» DIRECTIONS
Switch "dark" to "black" in the lines between the one holding "Pinpoint long dark skirt here." and the one holding "xmin=427 ymin=559 xmax=490 ymax=682", inclusive, and give only those lines again with all else unchanged.

» DATA FOR THIS TASK
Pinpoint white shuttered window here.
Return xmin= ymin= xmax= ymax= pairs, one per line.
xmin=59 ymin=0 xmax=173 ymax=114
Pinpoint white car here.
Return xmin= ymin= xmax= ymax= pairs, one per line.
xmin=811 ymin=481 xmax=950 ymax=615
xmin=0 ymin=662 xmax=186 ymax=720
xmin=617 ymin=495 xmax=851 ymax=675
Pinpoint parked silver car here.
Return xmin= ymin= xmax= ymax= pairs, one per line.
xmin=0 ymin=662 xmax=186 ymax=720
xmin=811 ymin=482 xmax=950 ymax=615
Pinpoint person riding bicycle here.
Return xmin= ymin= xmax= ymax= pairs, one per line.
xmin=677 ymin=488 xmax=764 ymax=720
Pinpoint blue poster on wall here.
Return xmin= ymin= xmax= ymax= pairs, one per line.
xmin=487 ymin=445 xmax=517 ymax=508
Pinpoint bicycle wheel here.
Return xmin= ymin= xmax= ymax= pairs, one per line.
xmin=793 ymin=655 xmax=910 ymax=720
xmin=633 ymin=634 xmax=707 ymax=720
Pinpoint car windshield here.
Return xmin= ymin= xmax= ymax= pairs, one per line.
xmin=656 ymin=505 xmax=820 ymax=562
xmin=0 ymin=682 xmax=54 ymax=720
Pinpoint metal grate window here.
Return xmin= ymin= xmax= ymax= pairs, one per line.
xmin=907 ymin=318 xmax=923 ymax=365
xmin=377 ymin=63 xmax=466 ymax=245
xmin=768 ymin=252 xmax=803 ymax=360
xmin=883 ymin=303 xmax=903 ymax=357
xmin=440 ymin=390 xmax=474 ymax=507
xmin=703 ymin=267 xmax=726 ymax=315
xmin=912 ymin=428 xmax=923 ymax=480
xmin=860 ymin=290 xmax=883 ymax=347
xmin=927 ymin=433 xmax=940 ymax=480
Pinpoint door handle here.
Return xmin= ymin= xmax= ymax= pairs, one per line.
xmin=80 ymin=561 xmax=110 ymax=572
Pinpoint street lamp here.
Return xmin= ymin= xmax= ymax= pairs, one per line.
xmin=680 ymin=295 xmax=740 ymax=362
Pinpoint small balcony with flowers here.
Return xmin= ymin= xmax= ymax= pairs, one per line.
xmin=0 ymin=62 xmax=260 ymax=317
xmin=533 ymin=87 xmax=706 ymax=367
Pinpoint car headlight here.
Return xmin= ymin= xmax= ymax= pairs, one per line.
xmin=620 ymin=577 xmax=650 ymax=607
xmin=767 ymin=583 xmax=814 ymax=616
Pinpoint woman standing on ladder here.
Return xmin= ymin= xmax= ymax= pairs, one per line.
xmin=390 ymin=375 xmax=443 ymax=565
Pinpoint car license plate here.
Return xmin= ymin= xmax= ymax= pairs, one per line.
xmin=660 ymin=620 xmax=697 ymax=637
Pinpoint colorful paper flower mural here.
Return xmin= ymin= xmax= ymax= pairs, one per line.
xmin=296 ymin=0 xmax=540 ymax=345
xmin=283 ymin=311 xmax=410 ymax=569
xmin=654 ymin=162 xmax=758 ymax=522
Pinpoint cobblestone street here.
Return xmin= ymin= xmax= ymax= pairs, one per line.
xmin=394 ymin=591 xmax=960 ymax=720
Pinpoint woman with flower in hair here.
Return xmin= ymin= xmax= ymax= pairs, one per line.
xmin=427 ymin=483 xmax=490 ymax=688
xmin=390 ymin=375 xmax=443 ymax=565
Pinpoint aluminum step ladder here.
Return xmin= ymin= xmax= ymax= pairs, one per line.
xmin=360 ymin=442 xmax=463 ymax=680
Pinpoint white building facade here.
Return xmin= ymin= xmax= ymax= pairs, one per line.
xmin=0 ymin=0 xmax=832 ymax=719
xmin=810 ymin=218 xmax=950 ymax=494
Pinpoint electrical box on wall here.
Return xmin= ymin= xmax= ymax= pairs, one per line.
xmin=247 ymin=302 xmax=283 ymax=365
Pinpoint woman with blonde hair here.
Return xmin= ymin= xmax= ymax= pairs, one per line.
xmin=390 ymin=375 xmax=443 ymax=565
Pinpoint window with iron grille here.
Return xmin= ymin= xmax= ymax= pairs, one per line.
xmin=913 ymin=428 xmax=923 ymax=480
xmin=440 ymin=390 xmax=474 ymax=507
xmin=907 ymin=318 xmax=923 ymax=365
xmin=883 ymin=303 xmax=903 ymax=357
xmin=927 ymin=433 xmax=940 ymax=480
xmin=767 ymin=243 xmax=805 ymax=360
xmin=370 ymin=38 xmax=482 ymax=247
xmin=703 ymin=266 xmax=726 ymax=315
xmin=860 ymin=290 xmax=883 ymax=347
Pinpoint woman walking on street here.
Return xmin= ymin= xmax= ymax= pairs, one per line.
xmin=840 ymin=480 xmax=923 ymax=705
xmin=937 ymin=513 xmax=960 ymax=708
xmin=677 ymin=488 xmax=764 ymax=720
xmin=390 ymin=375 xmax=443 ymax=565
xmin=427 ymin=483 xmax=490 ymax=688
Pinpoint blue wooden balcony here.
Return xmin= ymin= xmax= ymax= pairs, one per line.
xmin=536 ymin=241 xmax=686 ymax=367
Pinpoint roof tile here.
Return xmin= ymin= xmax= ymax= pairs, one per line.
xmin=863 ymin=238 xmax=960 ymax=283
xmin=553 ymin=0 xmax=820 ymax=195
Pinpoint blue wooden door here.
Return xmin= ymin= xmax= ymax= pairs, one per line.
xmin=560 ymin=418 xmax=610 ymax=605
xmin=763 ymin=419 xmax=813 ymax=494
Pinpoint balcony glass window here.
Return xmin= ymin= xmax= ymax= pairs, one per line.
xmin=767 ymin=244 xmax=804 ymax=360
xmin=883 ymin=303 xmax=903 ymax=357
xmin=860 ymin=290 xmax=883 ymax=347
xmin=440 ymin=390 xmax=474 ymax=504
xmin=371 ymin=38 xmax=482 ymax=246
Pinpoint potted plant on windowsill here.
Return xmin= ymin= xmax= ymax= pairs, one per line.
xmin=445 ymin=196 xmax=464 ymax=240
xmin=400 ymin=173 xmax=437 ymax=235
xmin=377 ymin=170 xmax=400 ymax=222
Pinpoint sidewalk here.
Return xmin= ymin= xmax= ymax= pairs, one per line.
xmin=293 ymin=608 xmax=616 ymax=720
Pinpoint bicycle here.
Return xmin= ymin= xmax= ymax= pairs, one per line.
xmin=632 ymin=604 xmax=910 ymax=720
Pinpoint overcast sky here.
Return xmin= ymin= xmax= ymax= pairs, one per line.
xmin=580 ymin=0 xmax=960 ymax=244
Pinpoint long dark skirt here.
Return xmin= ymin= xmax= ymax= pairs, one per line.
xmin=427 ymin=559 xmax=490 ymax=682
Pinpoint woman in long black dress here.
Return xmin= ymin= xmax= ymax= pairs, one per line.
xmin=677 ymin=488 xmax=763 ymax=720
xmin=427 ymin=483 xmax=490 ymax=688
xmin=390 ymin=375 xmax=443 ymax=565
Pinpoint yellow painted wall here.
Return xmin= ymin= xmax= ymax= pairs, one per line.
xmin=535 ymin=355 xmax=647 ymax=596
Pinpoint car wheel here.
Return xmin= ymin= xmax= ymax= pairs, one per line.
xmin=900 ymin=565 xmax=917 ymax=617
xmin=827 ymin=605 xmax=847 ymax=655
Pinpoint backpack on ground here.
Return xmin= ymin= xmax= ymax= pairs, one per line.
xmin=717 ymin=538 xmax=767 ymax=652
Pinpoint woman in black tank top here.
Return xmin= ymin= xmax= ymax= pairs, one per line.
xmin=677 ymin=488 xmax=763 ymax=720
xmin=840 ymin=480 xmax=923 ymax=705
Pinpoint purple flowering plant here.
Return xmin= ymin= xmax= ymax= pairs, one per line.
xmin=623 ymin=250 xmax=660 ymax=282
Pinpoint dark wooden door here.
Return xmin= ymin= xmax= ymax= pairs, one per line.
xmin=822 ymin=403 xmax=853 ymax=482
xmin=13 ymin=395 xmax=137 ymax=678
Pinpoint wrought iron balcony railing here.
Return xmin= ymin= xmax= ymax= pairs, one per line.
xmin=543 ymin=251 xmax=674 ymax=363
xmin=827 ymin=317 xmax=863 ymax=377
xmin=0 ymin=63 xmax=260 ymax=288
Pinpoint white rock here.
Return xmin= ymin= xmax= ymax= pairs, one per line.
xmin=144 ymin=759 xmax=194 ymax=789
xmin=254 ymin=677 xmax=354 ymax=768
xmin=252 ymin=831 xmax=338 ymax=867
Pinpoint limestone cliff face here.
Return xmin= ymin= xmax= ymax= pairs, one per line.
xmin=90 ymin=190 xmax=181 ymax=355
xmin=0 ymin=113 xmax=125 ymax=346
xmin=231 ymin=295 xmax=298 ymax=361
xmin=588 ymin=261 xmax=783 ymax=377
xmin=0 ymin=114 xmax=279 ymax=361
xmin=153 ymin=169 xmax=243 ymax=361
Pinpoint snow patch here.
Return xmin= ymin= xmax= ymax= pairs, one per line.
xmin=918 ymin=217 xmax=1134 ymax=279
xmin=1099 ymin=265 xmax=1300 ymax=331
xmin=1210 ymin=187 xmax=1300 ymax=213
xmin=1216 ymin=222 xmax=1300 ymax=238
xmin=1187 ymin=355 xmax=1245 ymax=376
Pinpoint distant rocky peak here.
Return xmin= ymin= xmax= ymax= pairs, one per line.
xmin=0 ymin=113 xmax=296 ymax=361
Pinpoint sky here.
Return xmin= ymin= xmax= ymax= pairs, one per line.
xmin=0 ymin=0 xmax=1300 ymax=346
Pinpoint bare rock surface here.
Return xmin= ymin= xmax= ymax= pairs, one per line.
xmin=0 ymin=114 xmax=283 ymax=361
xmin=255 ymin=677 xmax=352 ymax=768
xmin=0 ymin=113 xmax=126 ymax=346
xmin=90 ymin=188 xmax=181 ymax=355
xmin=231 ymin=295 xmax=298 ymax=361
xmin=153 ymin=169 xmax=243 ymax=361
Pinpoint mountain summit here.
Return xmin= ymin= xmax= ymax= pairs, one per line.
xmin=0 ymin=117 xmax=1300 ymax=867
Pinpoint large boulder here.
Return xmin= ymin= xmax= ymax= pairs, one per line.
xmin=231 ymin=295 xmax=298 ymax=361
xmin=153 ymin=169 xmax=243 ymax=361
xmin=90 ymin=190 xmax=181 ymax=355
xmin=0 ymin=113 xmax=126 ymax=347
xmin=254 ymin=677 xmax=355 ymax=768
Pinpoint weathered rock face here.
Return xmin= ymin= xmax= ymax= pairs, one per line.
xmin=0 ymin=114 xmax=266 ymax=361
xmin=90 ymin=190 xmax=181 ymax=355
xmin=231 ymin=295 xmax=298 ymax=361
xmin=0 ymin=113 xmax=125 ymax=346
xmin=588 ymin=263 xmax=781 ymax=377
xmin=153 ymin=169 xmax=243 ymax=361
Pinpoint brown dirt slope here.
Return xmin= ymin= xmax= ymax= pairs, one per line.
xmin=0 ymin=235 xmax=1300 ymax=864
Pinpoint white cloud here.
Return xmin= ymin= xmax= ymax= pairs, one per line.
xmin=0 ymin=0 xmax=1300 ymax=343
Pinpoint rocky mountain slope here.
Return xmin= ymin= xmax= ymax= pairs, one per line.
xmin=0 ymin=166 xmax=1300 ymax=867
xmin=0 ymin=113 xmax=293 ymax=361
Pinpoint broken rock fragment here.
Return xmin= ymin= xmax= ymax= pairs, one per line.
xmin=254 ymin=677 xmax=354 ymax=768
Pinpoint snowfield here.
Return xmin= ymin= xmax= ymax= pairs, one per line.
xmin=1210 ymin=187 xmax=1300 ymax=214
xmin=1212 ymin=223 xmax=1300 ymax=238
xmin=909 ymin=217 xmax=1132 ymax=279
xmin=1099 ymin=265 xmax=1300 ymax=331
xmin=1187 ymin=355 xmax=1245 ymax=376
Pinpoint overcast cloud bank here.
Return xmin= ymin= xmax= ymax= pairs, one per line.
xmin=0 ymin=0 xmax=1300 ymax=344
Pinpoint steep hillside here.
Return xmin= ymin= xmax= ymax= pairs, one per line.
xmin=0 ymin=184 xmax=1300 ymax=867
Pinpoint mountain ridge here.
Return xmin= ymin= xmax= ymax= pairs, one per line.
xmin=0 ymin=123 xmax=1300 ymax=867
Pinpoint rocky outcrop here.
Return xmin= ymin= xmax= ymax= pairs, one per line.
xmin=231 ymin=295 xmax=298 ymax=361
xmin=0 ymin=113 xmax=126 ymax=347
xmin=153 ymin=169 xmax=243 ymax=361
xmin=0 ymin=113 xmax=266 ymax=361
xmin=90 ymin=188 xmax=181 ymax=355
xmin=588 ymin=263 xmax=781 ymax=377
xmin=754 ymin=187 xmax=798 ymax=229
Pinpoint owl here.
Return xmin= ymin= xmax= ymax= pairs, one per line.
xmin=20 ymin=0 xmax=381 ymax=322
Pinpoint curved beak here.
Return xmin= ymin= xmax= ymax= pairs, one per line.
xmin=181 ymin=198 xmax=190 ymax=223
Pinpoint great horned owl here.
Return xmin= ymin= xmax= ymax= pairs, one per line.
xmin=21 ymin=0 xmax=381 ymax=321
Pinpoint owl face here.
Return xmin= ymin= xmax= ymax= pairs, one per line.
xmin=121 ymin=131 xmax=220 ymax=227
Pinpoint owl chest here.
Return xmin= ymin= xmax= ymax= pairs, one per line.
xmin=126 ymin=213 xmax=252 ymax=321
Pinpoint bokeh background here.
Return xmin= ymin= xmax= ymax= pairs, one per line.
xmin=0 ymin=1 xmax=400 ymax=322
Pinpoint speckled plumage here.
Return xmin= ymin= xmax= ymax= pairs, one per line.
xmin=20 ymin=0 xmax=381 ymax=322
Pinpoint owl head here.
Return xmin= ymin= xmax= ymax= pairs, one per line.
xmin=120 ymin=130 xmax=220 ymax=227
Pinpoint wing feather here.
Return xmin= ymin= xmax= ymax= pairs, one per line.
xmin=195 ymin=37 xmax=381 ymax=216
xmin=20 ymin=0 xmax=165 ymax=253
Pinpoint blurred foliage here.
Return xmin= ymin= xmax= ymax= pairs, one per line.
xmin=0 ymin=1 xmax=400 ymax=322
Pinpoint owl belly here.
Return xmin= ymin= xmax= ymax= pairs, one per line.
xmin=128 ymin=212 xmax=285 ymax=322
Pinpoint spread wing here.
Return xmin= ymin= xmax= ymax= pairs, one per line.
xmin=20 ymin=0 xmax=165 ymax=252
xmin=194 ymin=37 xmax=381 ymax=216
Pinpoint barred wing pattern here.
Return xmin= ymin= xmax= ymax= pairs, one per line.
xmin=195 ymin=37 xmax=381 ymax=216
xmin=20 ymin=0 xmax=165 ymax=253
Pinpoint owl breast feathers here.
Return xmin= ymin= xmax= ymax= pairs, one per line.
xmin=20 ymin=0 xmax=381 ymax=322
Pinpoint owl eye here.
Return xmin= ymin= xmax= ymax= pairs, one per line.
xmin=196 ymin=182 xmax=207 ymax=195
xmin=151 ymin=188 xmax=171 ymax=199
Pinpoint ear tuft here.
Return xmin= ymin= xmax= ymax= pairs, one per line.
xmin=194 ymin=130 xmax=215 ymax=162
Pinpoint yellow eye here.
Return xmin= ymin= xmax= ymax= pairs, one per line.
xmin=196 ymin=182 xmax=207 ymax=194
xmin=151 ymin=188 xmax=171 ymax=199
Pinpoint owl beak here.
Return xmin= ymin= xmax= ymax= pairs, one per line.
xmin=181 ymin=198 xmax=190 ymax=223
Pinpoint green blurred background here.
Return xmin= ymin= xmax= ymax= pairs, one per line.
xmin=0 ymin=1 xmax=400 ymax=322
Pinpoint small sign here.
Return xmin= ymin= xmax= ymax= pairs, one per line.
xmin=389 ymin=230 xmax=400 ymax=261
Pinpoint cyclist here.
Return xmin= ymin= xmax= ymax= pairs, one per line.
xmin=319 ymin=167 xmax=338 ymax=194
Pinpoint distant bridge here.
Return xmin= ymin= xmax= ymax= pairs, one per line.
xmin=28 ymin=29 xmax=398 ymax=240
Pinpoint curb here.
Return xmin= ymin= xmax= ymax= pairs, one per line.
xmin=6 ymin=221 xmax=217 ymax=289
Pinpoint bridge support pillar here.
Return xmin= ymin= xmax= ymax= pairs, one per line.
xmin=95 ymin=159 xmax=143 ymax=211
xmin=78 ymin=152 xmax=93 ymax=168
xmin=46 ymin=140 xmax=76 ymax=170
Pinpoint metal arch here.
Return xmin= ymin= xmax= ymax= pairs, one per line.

» CORRECT ANSWER
Pinpoint long black skirt here.
Return xmin= ymin= xmax= ymax= pairs, one per line.
xmin=427 ymin=559 xmax=490 ymax=682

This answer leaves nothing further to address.